# AIM OF THE EXERCISE
Print the records below unchanged, from the line containing "Practice step: identify the locomotive driving" through the line containing "Target: locomotive boiler", including both of those lines. Leave the pictures out of your answer.

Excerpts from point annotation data
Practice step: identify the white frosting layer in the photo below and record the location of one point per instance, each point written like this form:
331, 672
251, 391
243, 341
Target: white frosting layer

==

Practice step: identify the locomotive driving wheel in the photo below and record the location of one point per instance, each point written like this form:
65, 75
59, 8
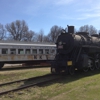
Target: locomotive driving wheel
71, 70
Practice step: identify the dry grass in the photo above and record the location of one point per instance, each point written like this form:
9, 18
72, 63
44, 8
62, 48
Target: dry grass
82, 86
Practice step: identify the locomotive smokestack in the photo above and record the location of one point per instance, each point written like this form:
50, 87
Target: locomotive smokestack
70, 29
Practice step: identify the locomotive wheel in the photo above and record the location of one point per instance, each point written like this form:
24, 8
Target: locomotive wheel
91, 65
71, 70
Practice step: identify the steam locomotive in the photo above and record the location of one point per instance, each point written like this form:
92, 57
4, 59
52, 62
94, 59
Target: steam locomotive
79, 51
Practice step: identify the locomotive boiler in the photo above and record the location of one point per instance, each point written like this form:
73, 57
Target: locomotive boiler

---

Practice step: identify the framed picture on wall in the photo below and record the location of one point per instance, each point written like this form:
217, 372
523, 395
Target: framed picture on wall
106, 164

# RESULT OF THIS EXERCISE
Practice step: identify the locomotive driving wheel in the photo below and record the location of one point per instance, each point written like this form:
65, 75
59, 8
Target: locomotive driving wheel
71, 70
Practice step: identify the dry grass in the photo above and record the location of one point per instance, each point written like this form:
9, 18
72, 63
44, 8
62, 48
Target: dry grass
82, 86
Practice step: identify the locomotive smokestack in the photo above and record the location of one point per instance, each point written like this form:
50, 87
Target: locomotive smokestack
70, 29
Practice step: identify the locomotive wheel in the photo above and record the location of one point per instance, each point written like this form:
24, 8
Target: locomotive wheel
91, 65
71, 70
Practice step: identify the steam locomotive in the photo above and record the location of one point per instance, each point written like this form:
92, 57
4, 59
52, 62
94, 59
Target: steam locomotive
79, 51
Practice step: identify the locomotive boiler in the photo above and record the location of one point per instance, each point written like this form:
73, 57
Target: locomotive boiler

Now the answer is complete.